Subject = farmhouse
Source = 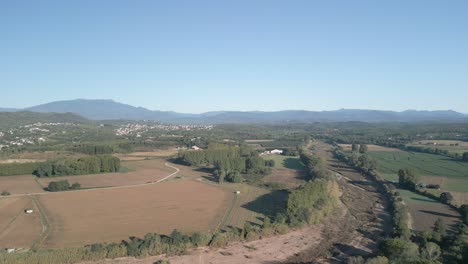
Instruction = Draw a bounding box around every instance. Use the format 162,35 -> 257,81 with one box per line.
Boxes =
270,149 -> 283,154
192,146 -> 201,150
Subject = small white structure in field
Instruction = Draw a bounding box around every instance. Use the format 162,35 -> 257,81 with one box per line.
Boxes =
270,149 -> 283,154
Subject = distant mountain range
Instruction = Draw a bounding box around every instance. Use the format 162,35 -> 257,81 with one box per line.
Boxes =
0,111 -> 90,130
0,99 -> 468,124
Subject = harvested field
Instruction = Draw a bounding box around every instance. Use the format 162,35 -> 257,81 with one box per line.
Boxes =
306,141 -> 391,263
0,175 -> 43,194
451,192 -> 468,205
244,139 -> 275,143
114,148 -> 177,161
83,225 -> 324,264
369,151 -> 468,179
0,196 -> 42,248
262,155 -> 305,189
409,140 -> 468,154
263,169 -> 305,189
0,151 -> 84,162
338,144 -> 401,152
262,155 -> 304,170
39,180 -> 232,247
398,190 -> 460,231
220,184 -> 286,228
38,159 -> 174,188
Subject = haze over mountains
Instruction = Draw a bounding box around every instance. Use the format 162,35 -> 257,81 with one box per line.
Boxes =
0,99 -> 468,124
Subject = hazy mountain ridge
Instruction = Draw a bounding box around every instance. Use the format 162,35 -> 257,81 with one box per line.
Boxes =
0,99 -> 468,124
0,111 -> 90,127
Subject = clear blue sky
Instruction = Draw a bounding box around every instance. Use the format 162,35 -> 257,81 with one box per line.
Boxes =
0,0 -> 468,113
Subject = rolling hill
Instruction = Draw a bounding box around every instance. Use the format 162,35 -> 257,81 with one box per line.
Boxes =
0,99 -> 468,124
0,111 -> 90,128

○ ○ ○ ○

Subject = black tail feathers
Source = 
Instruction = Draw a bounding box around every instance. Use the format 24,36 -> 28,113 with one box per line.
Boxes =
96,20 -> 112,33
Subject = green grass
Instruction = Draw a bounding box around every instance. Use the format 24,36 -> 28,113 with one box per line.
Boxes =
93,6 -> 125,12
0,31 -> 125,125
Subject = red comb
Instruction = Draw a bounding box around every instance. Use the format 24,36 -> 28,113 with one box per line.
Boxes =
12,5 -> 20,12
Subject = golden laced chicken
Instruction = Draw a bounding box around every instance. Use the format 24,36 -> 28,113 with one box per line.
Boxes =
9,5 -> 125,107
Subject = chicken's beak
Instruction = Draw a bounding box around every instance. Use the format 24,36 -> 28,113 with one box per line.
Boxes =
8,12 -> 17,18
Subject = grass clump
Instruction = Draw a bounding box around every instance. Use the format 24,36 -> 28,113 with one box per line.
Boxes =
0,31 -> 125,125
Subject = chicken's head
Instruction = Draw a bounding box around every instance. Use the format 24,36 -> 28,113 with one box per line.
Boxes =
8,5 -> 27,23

○ ○ ○ ○

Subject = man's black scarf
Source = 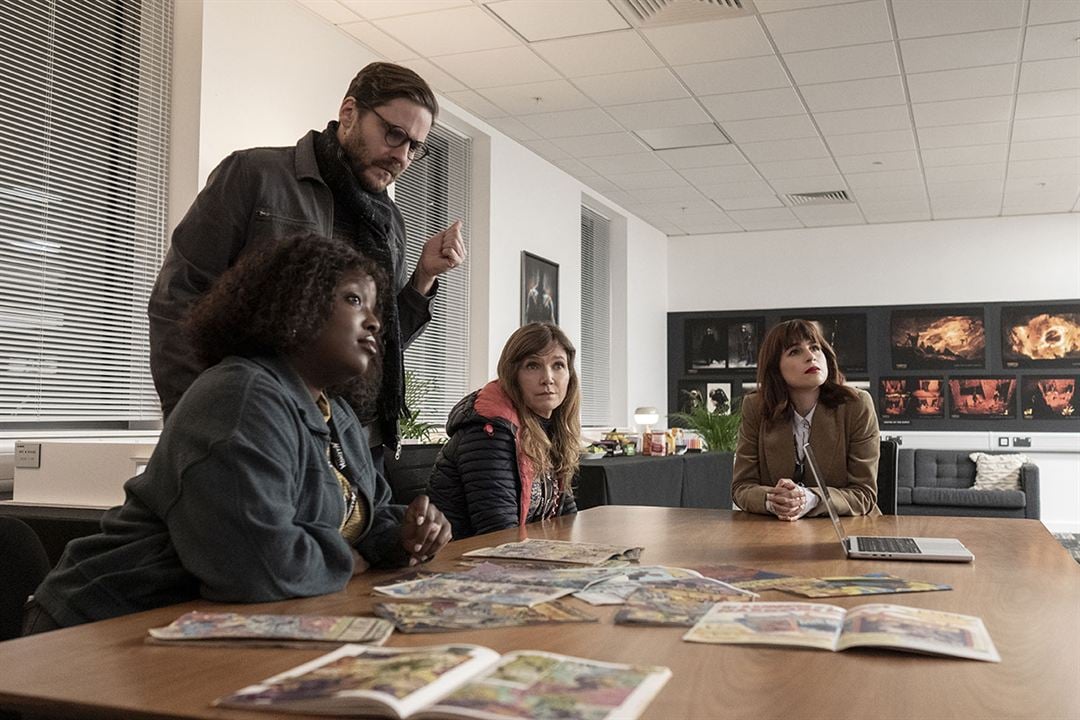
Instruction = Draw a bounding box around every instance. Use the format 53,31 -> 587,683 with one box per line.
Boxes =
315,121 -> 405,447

○ ○ ○ ○

## AUFGABENSTELLUNG
Gib nur den Abschnitt der Einträge als nummerierte Liste wieder, der mit der Zeile beginnt, die „Subject = green grass“ enthält, und mit der Zeile endet, die „8,5 -> 27,23“ enthält; beide Zeilen gehören dazu, Leerzeilen bleiben weg.

## ENDERGEBNIS
1. Subject = green grass
2. Instruction = Draw a bounding box around every instance. Use the format 24,36 -> 28,113 with one box per line.
3. Boxes =
4. 93,6 -> 125,12
5. 0,31 -> 125,125
6. Subject = red comb
7. Instruction = Draw a bounding box around every instance. Use the format 24,36 -> 28,113 with one box per line.
8. Boxes =
9. 12,5 -> 20,12
10. Subject = golden laced chicken
11. Instruction = Draw a bounding box around every instance. Use the format 24,36 -> 28,113 with one box per line.
12. Boxes =
13. 9,5 -> 125,107
14. Subject = chicken's beak
15. Instruction = Draw a bounding box around every instance. Use the format 24,36 -> 28,113 with one box per line.
16. Boxes =
17. 8,12 -> 17,18
18. Subject = grass clump
19. Instruction = Draw a bounding box around every instance. Use the format 24,36 -> 28,113 with one box per line.
20. Boxes =
21. 0,31 -> 125,125
22. Subject = chicken's head
23. Instruction = Draw a bounding box around every instance. Use the format 24,36 -> 28,113 with one box per line.
24. Boxes =
25. 8,5 -> 27,23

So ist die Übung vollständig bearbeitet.